§ WHAT TO DO
Please update the items below, changing "one per line" to "each on its own line" everywhere it occurs and leaving everything else as it is.

§ SUPPLIED ENTRIES
· · · · · · ·
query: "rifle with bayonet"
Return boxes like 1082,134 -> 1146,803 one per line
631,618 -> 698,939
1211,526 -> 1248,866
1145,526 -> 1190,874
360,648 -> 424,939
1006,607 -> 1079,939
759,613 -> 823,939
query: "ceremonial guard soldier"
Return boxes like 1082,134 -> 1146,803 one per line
· · · · · · ·
§ RESULT FOR THIS EXERCISE
query: "rifle with bayonet"
Return boxes like 1082,134 -> 1146,803 each on its own line
631,618 -> 698,939
1211,526 -> 1248,866
1145,526 -> 1190,874
360,648 -> 424,939
1006,607 -> 1079,939
759,613 -> 823,939
query: "ceremonial guard soldier"
Return boxes like 1082,134 -> 1146,803 each on its own line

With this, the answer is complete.